▸ **YOUR INSTRUCTIONS**:
Please copy out the rows again unchanged, from the line holding "Sample: x=346, y=173." through the line holding "x=298, y=483", inclusive.
═══ RECORD SET ═══
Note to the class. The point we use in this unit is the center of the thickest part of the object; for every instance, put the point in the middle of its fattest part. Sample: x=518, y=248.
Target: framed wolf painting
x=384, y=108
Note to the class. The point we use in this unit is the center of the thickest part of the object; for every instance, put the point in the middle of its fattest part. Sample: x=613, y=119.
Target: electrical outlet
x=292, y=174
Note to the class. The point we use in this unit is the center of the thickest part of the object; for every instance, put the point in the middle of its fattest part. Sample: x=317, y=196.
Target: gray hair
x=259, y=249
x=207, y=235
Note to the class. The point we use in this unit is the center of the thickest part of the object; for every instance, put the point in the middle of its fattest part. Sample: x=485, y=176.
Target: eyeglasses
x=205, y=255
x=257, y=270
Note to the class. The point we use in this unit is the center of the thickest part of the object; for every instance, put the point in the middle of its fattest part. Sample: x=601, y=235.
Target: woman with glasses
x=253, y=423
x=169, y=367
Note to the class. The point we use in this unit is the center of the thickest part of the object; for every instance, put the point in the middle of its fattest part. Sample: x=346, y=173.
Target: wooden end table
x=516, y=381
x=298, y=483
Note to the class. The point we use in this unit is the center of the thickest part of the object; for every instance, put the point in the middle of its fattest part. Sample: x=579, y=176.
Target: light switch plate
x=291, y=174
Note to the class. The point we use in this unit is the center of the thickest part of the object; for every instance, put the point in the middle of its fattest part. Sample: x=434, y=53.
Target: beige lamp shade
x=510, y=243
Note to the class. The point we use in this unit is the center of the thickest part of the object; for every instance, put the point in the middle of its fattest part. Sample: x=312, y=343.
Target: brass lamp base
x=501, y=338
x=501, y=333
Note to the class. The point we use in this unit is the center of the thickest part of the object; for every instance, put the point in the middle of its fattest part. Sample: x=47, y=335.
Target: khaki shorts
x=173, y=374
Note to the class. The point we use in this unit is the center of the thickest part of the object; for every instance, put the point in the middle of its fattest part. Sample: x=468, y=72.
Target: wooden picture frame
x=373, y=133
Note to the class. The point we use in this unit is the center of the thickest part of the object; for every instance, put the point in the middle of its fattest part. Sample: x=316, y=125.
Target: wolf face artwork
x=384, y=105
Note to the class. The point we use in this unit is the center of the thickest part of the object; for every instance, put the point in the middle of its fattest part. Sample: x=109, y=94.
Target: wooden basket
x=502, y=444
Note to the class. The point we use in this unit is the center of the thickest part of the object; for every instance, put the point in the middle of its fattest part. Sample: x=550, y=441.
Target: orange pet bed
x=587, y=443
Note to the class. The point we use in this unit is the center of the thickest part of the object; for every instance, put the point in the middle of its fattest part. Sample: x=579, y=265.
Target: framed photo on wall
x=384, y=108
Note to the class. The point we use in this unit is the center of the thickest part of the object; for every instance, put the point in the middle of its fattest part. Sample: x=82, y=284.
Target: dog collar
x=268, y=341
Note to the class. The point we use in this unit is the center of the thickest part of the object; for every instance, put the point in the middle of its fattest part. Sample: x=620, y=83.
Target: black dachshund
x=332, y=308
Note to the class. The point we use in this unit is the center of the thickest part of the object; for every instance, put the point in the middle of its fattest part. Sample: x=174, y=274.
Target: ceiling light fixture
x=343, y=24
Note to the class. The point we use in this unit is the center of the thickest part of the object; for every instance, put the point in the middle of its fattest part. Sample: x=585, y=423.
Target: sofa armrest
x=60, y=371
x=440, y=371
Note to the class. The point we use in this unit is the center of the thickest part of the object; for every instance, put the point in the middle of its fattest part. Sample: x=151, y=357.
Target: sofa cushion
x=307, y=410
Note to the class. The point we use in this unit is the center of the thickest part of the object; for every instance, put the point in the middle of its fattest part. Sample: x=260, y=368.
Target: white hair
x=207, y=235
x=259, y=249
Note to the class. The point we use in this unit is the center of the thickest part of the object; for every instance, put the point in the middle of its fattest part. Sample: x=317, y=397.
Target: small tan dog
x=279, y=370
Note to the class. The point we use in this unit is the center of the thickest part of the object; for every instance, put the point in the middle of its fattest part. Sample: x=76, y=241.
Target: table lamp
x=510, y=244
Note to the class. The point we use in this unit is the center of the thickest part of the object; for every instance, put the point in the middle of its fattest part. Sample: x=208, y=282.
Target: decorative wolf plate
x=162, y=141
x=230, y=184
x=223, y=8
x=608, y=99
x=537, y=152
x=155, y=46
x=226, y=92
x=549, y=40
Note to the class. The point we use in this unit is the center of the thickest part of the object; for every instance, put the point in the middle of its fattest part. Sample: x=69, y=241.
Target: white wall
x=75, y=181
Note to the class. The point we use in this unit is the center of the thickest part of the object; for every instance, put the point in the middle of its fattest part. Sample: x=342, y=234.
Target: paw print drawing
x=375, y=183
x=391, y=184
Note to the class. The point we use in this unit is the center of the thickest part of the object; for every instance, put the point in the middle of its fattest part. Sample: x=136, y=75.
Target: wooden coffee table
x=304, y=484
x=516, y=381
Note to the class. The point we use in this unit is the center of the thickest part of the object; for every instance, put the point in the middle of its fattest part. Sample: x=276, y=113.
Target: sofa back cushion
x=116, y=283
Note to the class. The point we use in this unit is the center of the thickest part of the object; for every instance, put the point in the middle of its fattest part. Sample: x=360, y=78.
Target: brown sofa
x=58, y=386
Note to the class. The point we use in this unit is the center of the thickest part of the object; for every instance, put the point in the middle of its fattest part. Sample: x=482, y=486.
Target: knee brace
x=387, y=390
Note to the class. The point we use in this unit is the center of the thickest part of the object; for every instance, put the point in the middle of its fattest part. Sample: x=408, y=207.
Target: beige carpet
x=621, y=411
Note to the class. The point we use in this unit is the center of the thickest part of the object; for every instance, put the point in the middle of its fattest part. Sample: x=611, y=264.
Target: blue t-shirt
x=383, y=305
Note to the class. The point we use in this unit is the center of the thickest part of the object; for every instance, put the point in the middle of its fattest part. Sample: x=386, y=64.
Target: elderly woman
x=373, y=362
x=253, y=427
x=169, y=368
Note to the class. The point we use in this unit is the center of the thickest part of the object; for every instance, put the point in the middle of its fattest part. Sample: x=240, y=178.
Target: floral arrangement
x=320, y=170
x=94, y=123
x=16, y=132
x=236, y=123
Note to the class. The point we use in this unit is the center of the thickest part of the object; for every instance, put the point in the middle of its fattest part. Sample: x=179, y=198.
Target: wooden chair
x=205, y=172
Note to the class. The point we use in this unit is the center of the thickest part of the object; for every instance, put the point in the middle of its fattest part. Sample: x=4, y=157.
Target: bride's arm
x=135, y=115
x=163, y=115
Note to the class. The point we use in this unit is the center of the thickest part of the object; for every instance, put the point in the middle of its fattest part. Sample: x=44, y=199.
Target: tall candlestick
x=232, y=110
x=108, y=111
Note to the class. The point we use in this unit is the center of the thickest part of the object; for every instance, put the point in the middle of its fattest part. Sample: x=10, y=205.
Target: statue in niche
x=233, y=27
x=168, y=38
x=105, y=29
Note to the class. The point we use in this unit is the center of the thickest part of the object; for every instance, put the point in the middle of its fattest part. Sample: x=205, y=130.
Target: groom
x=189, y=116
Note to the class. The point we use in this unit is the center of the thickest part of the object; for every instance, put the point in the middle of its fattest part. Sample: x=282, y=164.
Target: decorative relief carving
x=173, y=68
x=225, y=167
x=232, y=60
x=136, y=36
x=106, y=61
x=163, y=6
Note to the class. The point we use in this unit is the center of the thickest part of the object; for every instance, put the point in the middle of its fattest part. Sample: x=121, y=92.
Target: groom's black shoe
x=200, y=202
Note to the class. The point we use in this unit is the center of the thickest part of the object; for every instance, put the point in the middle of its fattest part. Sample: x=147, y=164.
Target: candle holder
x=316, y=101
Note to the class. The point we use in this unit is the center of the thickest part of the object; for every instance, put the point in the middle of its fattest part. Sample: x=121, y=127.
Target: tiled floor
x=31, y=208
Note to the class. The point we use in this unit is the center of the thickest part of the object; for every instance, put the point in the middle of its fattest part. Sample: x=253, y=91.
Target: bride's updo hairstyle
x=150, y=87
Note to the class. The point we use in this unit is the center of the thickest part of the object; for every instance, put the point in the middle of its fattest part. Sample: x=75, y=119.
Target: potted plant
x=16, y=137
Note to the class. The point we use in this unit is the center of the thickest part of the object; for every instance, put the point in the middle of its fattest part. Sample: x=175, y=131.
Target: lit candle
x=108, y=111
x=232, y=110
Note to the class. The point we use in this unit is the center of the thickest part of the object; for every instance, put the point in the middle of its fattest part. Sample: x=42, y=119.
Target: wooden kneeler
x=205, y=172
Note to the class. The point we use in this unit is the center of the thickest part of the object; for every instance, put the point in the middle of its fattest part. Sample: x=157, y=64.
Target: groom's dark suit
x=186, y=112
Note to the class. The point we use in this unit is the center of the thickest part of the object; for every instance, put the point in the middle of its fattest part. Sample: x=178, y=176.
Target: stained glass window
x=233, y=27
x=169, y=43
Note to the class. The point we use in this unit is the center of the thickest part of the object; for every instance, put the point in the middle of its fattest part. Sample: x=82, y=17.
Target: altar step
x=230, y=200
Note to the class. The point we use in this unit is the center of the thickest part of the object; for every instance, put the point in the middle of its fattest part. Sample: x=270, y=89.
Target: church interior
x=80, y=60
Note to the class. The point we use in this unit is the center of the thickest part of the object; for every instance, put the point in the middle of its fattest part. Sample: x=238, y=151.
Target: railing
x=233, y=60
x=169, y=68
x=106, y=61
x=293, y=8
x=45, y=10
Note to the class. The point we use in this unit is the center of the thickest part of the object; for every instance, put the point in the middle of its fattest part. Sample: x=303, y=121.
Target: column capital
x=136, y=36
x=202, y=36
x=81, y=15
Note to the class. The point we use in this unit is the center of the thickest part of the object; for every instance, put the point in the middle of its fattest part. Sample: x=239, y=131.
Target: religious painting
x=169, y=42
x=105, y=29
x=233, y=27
═══
▸ **CORRECT ANSWER**:
Note to the class. The point we use in this unit is the center of the thickest part of the object; for every instance, put the point in the middle of its fattest part. Sample: x=346, y=173.
Target: wooden end table
x=516, y=381
x=298, y=483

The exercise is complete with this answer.